Task A
Write out the stretch from "When 2014 came" through "were $115.3 billion." in the article on store brand sales.

BEAUTY CARE

PLMA: Store brand dollar share moving up across all outlets, including drug

BY Antoinette Alexander

 

NEW YORK — As national brands continue to struggle with lower growth year-to-year in supermarkets, drug stores and mass merchandisers, store brand sales in all the major retail channels continue their upwards trend, setting new records across the board for annual revenue, according to the Private Label Manufacturers Association’s 2015 Private Label Yearbook.

When 2014 came to a close, store brands had accounted for nearly $3 billion in incremental sales overall, an increase of 2.5% compared with the previous year and more than twice the percentage gain that was recorded by national brands. Total sales of private label in the United States were $115.3 billion.

As a result, store brand dollar share moved up across all outlets combined — consisting of supermarkets, drug stores, mass merchandisers, and the club and dollar store channels.

Task B
Please give back the records from the line containing "the deer ear" through the line containing "<point>228,108</point>", changing "deer ear" to "deer eye" and leaving everything else the same. Return only those lines.

[Point-based annotation records]
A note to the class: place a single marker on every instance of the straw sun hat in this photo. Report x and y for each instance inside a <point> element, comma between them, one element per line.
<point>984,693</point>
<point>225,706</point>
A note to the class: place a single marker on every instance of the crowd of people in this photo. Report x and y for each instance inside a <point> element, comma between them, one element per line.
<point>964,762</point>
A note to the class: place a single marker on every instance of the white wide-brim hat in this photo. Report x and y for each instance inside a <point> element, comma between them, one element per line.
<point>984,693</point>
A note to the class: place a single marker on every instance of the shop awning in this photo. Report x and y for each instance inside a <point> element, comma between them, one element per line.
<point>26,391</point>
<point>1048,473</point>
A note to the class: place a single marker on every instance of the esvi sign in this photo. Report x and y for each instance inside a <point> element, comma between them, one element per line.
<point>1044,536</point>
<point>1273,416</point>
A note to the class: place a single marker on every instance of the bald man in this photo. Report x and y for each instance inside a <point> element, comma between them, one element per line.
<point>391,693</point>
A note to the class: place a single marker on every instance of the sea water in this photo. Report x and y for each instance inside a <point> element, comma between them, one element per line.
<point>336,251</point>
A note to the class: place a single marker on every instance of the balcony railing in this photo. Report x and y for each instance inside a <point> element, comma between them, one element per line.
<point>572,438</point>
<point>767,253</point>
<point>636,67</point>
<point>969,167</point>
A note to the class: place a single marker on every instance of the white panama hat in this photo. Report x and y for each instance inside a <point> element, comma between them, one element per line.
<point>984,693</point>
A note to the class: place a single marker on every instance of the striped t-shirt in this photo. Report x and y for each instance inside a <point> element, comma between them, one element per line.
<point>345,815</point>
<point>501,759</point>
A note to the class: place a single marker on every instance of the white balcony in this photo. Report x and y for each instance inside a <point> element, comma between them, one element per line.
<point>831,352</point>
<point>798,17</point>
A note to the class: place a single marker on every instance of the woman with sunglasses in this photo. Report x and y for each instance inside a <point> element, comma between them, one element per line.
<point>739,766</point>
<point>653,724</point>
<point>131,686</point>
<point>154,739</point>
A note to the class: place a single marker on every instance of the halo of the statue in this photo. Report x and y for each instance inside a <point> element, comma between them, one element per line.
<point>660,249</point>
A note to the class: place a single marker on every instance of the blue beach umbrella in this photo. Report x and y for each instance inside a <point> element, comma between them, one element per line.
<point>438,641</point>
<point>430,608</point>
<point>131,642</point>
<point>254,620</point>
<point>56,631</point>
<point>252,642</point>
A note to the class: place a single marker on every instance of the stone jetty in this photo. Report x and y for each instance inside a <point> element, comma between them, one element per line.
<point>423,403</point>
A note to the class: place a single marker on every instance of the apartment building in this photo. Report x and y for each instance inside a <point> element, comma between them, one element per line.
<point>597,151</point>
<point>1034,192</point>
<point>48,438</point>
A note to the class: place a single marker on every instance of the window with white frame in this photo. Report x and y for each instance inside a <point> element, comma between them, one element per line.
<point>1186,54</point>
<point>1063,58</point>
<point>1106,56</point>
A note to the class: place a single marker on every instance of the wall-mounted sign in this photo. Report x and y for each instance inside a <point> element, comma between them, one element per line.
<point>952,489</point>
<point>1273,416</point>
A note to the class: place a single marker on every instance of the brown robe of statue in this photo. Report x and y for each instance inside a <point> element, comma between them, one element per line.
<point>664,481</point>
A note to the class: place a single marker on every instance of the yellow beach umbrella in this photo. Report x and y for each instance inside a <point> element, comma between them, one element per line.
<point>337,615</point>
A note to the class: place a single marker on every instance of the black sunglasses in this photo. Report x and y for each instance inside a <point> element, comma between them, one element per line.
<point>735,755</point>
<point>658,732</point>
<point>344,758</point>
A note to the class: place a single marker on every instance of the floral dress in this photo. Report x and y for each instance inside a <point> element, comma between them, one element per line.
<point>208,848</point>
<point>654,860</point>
* * *
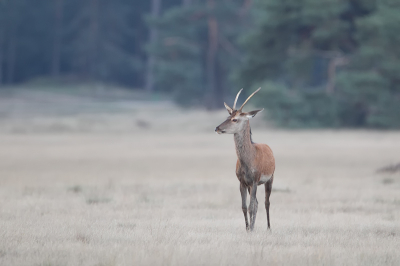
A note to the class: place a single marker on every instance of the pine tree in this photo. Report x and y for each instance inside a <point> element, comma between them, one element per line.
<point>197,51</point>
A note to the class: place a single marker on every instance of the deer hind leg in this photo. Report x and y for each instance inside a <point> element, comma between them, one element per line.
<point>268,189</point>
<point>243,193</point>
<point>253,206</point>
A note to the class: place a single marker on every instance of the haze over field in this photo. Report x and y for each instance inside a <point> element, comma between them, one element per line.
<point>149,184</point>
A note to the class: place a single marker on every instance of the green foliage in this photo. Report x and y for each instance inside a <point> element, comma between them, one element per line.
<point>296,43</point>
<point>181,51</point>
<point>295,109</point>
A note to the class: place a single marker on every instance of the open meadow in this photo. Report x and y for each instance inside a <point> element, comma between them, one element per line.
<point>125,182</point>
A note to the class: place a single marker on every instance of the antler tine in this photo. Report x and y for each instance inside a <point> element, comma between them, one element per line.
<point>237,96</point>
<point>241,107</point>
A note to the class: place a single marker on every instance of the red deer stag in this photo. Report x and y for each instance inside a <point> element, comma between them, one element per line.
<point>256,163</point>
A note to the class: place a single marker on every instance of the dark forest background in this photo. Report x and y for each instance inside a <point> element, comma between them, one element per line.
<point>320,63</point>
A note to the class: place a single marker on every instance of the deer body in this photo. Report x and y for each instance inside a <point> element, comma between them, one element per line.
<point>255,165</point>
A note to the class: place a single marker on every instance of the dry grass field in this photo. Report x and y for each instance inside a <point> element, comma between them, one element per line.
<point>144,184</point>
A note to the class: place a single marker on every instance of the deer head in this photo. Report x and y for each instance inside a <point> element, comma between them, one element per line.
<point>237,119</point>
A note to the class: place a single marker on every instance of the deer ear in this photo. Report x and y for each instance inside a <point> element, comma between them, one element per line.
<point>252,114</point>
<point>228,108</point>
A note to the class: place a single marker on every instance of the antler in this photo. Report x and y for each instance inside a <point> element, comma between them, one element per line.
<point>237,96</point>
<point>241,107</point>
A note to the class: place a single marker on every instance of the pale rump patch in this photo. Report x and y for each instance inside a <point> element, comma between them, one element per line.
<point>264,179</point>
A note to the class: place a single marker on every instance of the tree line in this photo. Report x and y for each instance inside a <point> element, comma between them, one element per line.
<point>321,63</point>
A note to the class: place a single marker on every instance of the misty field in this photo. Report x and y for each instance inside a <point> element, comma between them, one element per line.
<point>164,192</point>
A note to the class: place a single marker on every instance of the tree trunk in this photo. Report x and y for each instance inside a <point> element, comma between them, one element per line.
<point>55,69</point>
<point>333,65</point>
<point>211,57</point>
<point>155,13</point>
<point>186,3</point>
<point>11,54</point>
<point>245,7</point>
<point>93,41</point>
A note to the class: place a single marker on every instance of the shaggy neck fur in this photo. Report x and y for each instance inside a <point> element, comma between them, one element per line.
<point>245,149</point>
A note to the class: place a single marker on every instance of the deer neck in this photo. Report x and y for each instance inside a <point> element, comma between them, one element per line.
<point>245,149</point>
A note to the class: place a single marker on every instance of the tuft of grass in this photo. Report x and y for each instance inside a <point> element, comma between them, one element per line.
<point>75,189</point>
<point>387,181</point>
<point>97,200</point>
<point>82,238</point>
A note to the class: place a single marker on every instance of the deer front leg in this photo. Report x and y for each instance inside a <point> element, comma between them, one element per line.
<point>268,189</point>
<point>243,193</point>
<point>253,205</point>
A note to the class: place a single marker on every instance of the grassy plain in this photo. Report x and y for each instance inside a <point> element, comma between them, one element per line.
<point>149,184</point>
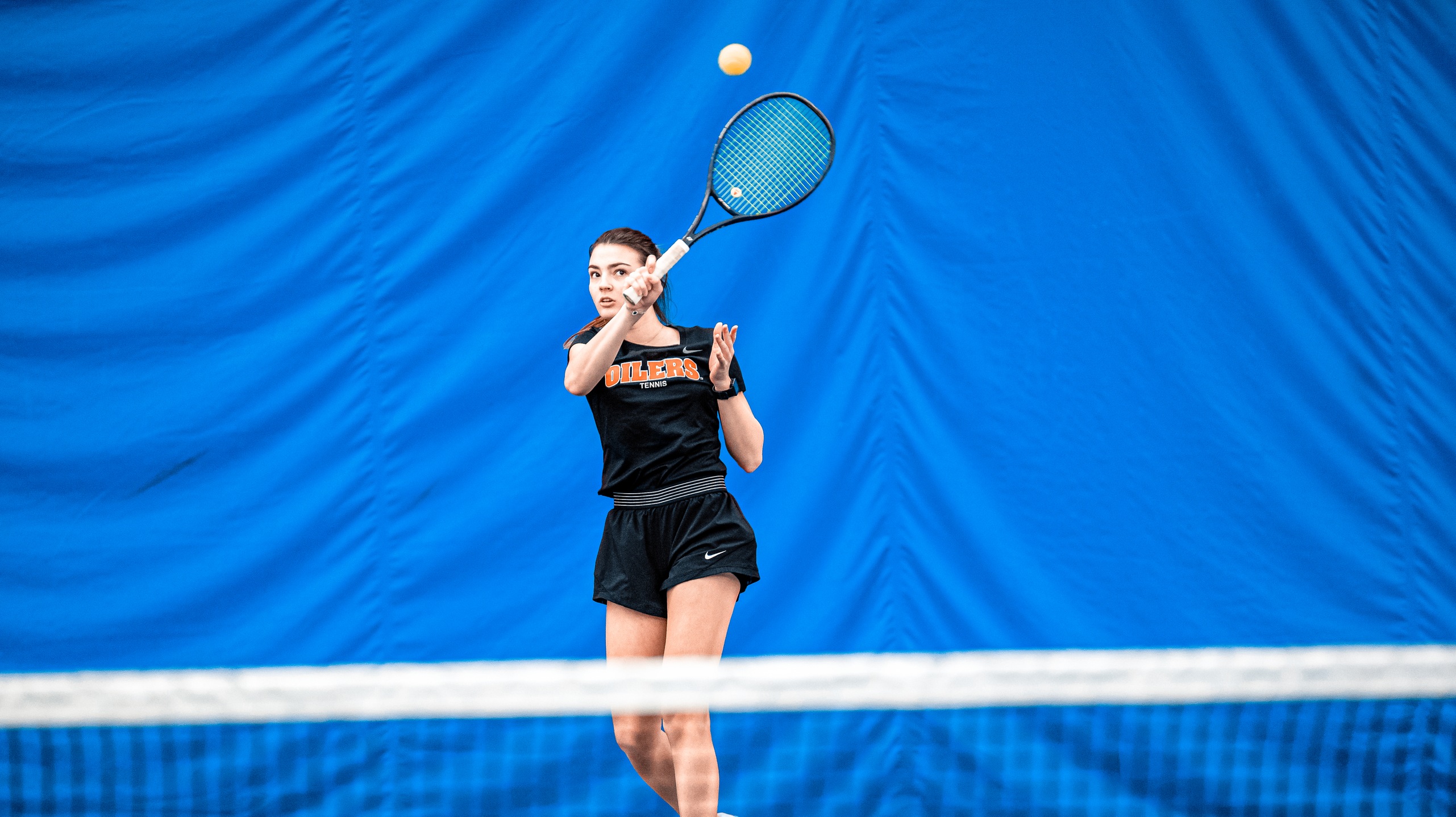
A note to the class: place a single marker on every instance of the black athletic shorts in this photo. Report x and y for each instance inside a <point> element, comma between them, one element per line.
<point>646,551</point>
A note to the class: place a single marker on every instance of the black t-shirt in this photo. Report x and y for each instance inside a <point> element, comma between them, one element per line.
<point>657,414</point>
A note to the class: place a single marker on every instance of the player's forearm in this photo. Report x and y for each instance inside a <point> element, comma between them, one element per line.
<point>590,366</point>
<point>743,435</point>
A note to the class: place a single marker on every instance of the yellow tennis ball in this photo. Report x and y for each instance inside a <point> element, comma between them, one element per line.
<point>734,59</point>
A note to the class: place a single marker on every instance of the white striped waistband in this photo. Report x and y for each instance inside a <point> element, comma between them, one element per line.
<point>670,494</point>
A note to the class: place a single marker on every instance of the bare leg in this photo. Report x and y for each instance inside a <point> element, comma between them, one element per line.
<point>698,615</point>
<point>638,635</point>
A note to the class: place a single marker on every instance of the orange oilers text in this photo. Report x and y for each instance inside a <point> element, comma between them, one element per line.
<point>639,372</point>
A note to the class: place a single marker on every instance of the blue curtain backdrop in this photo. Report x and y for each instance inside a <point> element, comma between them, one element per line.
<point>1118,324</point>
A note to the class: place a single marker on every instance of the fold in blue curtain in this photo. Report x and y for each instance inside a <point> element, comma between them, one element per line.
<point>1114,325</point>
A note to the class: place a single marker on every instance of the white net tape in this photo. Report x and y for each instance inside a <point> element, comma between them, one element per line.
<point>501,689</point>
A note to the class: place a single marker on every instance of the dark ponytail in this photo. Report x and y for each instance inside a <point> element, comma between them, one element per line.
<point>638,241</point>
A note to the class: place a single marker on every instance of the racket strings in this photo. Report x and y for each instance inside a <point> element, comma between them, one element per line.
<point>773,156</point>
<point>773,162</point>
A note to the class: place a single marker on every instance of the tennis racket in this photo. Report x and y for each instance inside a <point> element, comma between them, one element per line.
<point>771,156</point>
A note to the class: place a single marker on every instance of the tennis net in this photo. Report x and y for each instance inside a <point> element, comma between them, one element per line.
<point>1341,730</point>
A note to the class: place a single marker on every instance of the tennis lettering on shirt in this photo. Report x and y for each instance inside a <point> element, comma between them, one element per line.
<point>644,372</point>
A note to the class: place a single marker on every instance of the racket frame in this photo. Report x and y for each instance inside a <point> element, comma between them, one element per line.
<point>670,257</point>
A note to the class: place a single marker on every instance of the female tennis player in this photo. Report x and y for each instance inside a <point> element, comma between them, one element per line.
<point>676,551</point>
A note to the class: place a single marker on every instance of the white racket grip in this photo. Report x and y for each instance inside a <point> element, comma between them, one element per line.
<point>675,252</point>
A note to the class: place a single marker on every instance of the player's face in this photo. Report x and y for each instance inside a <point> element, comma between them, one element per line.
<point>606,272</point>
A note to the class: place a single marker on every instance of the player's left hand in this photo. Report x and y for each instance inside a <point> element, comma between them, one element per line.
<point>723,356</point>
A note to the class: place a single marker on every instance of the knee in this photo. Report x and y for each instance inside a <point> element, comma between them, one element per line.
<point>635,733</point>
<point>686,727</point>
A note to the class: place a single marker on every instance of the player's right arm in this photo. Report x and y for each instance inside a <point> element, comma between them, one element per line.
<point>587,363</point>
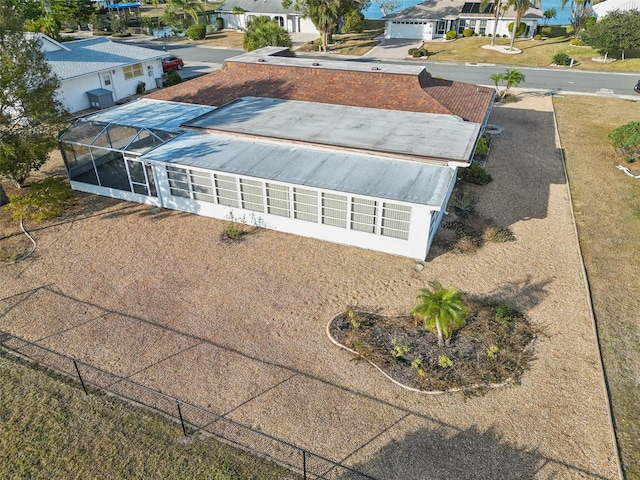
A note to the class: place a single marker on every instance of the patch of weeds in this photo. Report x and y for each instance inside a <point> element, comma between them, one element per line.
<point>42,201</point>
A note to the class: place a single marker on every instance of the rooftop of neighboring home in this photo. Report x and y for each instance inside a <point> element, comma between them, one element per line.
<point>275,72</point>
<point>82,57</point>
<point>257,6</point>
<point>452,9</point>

Full solution A
When 2014 came to a close, store brands had accounted for nearly $3 billion in incremental sales overall, an increase of 2.5% compared with the previous year and more than twice the percentage gain that was recorded by national brands. Total sales of private label in the United States were $115.3 billion.

Full solution B
A note to the class: place a single marker on every instance of the deer eye in this photo. Report x and y for each instance inside a <point> element, comma between them, one element per line.
<point>252,114</point>
<point>228,108</point>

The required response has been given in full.